### EXERCISE GOAL
Omit any picture, and return the remaining data exactly as written.

─── AVAILABLE DATA ───

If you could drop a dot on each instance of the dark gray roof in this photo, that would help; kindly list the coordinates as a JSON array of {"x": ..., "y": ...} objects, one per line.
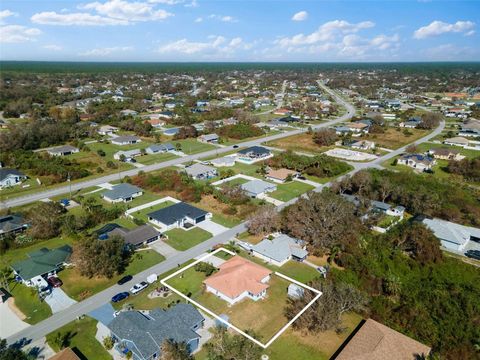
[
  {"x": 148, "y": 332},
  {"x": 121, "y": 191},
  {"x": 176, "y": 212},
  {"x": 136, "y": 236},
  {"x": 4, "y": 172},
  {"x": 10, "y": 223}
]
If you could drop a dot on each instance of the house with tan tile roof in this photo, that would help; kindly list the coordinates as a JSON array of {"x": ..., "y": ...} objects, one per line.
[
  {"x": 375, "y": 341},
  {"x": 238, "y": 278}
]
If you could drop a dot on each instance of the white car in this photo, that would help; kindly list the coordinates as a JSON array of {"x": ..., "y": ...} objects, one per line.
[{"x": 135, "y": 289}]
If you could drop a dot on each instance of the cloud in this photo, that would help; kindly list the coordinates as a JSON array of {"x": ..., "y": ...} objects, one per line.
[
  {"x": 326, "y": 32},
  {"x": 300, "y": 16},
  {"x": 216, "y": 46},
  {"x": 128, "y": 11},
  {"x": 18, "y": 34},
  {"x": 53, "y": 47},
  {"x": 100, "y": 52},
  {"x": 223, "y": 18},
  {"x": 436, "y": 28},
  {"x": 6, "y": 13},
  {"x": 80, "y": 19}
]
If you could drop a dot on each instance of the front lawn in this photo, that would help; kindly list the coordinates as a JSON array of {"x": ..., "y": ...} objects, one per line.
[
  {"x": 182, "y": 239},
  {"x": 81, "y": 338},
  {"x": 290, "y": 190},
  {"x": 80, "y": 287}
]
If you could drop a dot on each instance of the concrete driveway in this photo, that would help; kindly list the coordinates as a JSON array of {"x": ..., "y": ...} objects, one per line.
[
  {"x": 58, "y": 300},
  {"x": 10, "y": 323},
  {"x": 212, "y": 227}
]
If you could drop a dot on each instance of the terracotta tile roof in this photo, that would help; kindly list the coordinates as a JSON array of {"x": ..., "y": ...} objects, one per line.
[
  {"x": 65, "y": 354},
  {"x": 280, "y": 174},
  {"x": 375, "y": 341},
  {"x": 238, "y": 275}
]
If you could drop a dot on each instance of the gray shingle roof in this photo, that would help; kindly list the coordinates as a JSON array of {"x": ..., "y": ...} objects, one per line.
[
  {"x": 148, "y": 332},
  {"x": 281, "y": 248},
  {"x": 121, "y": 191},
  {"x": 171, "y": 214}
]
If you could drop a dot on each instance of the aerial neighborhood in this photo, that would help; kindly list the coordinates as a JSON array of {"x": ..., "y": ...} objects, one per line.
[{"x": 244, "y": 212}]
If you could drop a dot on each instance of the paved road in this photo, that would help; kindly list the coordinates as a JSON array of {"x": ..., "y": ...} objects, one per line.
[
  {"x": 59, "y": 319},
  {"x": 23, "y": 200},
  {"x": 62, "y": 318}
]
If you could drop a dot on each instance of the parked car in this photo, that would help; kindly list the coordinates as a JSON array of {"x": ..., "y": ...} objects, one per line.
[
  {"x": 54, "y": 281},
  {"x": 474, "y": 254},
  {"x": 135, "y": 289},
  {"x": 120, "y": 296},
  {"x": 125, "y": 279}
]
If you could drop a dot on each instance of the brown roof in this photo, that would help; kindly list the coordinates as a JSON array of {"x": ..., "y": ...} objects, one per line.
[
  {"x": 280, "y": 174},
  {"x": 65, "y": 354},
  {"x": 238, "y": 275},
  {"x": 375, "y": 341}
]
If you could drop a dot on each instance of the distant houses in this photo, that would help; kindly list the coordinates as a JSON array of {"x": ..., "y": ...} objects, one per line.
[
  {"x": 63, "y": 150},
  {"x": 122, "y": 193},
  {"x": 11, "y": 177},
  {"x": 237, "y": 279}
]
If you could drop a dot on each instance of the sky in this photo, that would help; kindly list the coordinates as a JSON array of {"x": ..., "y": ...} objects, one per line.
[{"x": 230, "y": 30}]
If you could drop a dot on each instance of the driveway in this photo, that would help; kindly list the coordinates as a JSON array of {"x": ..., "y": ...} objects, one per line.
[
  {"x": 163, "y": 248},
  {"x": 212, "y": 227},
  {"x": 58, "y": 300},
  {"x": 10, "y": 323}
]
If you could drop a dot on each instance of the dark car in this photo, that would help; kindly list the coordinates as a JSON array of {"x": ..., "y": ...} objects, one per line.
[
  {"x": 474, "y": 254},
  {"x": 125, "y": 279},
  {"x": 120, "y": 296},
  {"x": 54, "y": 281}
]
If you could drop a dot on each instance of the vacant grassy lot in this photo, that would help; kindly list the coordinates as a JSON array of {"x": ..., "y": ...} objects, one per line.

───

### EXERCISE RESPONSE
If you could drop a dot on each instance of the dark gray roof in this photo, that would help; kindly list the coordinates as a JSON array of {"x": ..., "y": ...} objects, one per line.
[
  {"x": 148, "y": 332},
  {"x": 121, "y": 191},
  {"x": 176, "y": 212},
  {"x": 136, "y": 236},
  {"x": 4, "y": 172},
  {"x": 10, "y": 223}
]
If you could drop a dot on each instance of the house with tan tile roof in this photo, that would help; kindly list the coordinates as a JSON array of {"x": ..., "y": ...} objects, one per line.
[
  {"x": 375, "y": 341},
  {"x": 238, "y": 278}
]
If you could drop a dot on each instance of the white car in this photo, that would help; kindly list the coordinates as a JSON array of {"x": ..., "y": ...} objects, one per line.
[{"x": 135, "y": 289}]
If you could drop a dot on each instance of the cloud in this photo, that would help; kindly list the coordinates as a JSON array of {"x": ..., "y": ...} objects, one per line.
[
  {"x": 326, "y": 32},
  {"x": 300, "y": 16},
  {"x": 216, "y": 46},
  {"x": 128, "y": 11},
  {"x": 18, "y": 34},
  {"x": 53, "y": 47},
  {"x": 100, "y": 52},
  {"x": 223, "y": 18},
  {"x": 436, "y": 28},
  {"x": 6, "y": 13},
  {"x": 80, "y": 19}
]
If you could drop a dot on each instance of the front lawn in this photo, that would help; kindly list the coordinates as a JSON array of {"x": ..., "y": ...} objects, one per line.
[
  {"x": 182, "y": 239},
  {"x": 81, "y": 338},
  {"x": 290, "y": 190},
  {"x": 80, "y": 287}
]
If you could drop a dot on each instance of the concrete driveway in this photo, that would help; kindly list the coordinates as a JSON array of {"x": ..., "y": ...} objects, one per line.
[
  {"x": 58, "y": 300},
  {"x": 10, "y": 323},
  {"x": 212, "y": 227}
]
If you could drop a dot on each instance of the terracotta tile roof in this photo, that would help; kindly list the coordinates as a JSON array of {"x": ..., "y": ...} objects, one per line.
[
  {"x": 65, "y": 354},
  {"x": 280, "y": 174},
  {"x": 375, "y": 341},
  {"x": 238, "y": 275}
]
If you could drop a dot on each instance of the gray shingle roof in this photo, that would help; kindly list the coordinates as a JSON array of {"x": ..., "y": ...} objects, one per line.
[
  {"x": 148, "y": 332},
  {"x": 281, "y": 248},
  {"x": 121, "y": 191},
  {"x": 171, "y": 214}
]
If you could drop a dot on each instance of the aerial neighborhood in this photo, that would help; kindly list the coordinates as a JSON array of {"x": ..., "y": ...} objects, one per line.
[{"x": 244, "y": 212}]
If you could drop a dot on each instance of the paved road in this photo, that would help; kindly list the coordinates as a JSON array of {"x": ..., "y": ...} objects, one per line.
[
  {"x": 59, "y": 319},
  {"x": 23, "y": 200},
  {"x": 62, "y": 318}
]
If you could drop a dot on each instance of the parked car in this photo, that would help; kindly list the coordinates as a JSON array of {"x": ..., "y": ...} objects, one per line.
[
  {"x": 54, "y": 281},
  {"x": 474, "y": 254},
  {"x": 135, "y": 289},
  {"x": 120, "y": 296},
  {"x": 125, "y": 279}
]
If you could drop a dot on each instance of the brown roof in this photo, that would help; kindly list the coordinates as a JSON array of {"x": ..., "y": ...} objects, one per line.
[
  {"x": 280, "y": 174},
  {"x": 65, "y": 354},
  {"x": 238, "y": 275},
  {"x": 375, "y": 341}
]
If you could drop a dot on each instance of the distant houses in this photo, that would help; kindly list the coordinates as a JSON array of {"x": ..., "y": ...} objects, one per line.
[
  {"x": 63, "y": 150},
  {"x": 122, "y": 193},
  {"x": 11, "y": 177},
  {"x": 237, "y": 279}
]
If you could drop a dot on each instance of the sky in this photo, that would help; kindly list the coordinates as a JSON array of {"x": ..., "y": ...} objects, one per line.
[{"x": 230, "y": 30}]
If you could drop a dot on each instance of the driveway in this photo, that would help; kindly list the coordinates as a JSON array of {"x": ..., "y": ...} objects, one per line.
[
  {"x": 163, "y": 248},
  {"x": 212, "y": 227},
  {"x": 58, "y": 300},
  {"x": 10, "y": 323}
]
If you could drop a dot on each instance of the dark car in this photo, that would help; kindly list the coordinates as a JSON array of {"x": ..., "y": ...} objects, one per line.
[
  {"x": 474, "y": 254},
  {"x": 125, "y": 279},
  {"x": 120, "y": 296},
  {"x": 54, "y": 281}
]
If you could drop a dot on each instance of the vacant grassy lot in this photo, that would help; kindly list the coordinates as a JSON array of {"x": ..., "y": ...} objects, one per line.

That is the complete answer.